Studio album by Leatherface and Hot Water Music
- Released: April 20, 1999
- Recorded: March 5–23, 1999
- Genre: Melodic Hardcore, Emocore
- Length: 33:12
- Label: BYO (BYO 060)

BYO Split Series chronology
|  | BYO Split Series Volume I (1999) | Volume II (1999) |

Leatherface chronology
| Discography Part Two (1998) | BYO Split Series Volume I (1999) | Horsebox (2000) |

Hot Water Music chronology
| No Division (1999) | BYO Split Series Volume I (1999) | A Flight and a Crash (2001) |

= BYO Split Series Volume I =

BYO Split Series Volume I is an album by Leatherface and Hot Water Music, the first entry in the BYO Split Series. It was released in 1999.

Professional ratings
Review scores
| Source | Rating |
| AllMusic |  |
| The Encyclopedia of Popular Music |  |

==Production==
The bands recorded the album after a joint 1998 tour of America. They embarked on a second joint tour, in 2000, to support the album.

__Given information__:
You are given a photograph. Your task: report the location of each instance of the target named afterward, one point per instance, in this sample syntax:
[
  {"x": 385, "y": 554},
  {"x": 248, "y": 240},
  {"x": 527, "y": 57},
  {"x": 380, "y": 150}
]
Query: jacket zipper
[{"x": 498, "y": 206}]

__Task to complete__:
Please answer from the album page: in what year did the two bands set out on their second joint tour? The items stand apart from the album page.

__Solution__:
In 2000.